● **ЧТО ВЫПОЛНИТЬ**
**A.** Замените в рецензии «поэт-миллиметровщик» на «поэт-чертёжник» и приведите фрагмент между словами «В среде стихотворцев» и «трогают душу читателя.» включительно.
**B.** Изложите кратко или в виде списка абзац рецензии, который начинается словами «Такие соображения приходят в голову», сохранив его основные факты.

● **ИСХОДНЫЙ ТЕКСТ**
----
Вадим Левенталь. Комната страха. – М.: АСТ: Редакция Елены Шубиной, 2015. – 362 [6] с. – 2000 экз.

В среде стихотворцев есть такое специ­фическое выражение: поэт-миллиметровщик. Это определение, с одной стороны, уничижительное, а с другой – отчасти и уважительное. Означает оно автора, который сочиняет стихи, в которых всё продумано, точно рассчитано и свинчено; размер, образы, язык – всё на своём месте. Произведение выглядит как будто расчерченным на миллиметровой бумаге, которую раньше использовали в своей практике чертёжники и портнихи. Для того чтобы добиться подобного эффекта, необходим достаточно высокий уровень мастерства. Но беда состоит в том, что в сочинениях подобного рода нет настоящего чувства, нет жизни, как в дистиллированной воде, и они не трогают душу читателя.

Такие соображения приходят в голову при знакомстве со сборником рассказов Вадима Левенталя. Конечно, проза обладает иной природой, нежели стихи: у неё свои законы, свои особенности, и термин «миллиметровка» здесь не очень подходит, поэтому воспользуемся определением «дистиллированная проза». С одной стороны, автору трудно отказать в определённом профессионализме: он умеет выстроить сюжет, грамотно обращается с языком, умело передаёт психологию персонажей. Но с другой – он так осторожно пользуется своими средствами выразительности, будто в каждой строке боится сказать что-нибудь не так. Это опасение невольно передаётся читателю, который чувствует себя в жёстких рамках, словно ему предлагают ходить по одной половице. Писатель знает, как не нужно писать, но слабо догадывается о том, как можно. Его стилю не хватает реальной жизни, размашистости, вольной воли. Все пуговицы застёгнуты, шнурки завязаны, корсет затянут так, что трудно дышать.

Конечно, в истории нашей литературной классики было немало мастеров строгого стиля: Тургенев, Бунин, Юрий Казаков, но и они постоянно позволяли себе такие широкие жесты и художественные поступки, которые, собственно, и составляют существо настоящего искусства слова. Вот этого важнейшего начала не хватает прозе Левенталя. Она слишком правильная, лишённая индивидуальности, филологическая, а это препятствует искреннему читательскому восприятию.

В знаменитой книге «Гениальность и помешательство» Чезаре Ломброзо заметил, что «у подобных субъектов бывает сходный почерк, все они пишут сильно удлинёнными буквами и, подобно графоманам, злоупотребляют грамотностью…» Нечто подобное приходит на ум при чтении этого сборника.
----
Записи, выбранные из собрания:
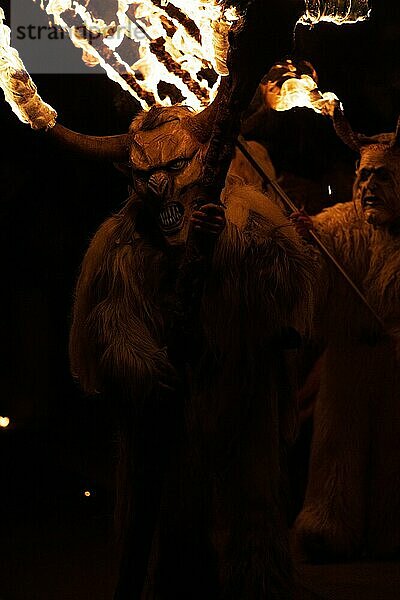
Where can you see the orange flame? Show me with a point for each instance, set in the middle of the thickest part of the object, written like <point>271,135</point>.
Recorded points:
<point>182,46</point>
<point>285,88</point>
<point>19,90</point>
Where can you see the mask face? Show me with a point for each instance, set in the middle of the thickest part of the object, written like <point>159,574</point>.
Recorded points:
<point>377,185</point>
<point>166,164</point>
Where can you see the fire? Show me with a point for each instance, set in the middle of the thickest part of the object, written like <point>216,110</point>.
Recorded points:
<point>338,12</point>
<point>19,90</point>
<point>182,46</point>
<point>285,88</point>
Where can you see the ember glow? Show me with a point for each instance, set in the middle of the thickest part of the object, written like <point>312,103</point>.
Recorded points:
<point>335,11</point>
<point>285,87</point>
<point>182,45</point>
<point>19,90</point>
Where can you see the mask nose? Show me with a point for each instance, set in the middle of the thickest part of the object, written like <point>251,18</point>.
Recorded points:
----
● **РЕШЕНИЯ ЗАДАНИЙ**
**A.**
В среде стихотворцев есть такое специ­фическое выражение: поэт-чертёжник. Это определение, с одной стороны, уничижительное, а с другой – отчасти и уважительное. Означает оно автора, который сочиняет стихи, в которых всё продумано, точно рассчитано и свинчено; размер, образы, язык – всё на своём месте. Произведение выглядит как будто расчерченным на миллиметровой бумаге, которую раньше использовали в своей практике чертёжники и портнихи. Для того чтобы добиться подобного эффекта, необходим достаточно высокий уровень мастерства. Но беда состоит в том, что в сочинениях подобного рода нет настоящего чувства, нет жизни, как в дистиллированной воде, и они не трогают душу читателя.

**B.**
- Сборник рассказов Вадима Левенталя рецензент называет «дистиллированной прозой». Термин «миллиметровка» к прозе не вполне подходит, так как у неё свои законы.
- В профессионализме автору не откажешь: он умеет выстроить сюжет, грамотно обращается с языком и умело передаёт психологию персонажей.
- При этом выразительными средствами он пользуется слишком осторожно, словно боится в каждой строке сказать что-нибудь не так. Это опасение передаётся читателю, и тот чувствует себя в жёстких рамках.
- Писатель знает, как не нужно писать, но слабо догадывается, как можно. Его стилю не хватает реальной жизни, размашистости и вольной воли.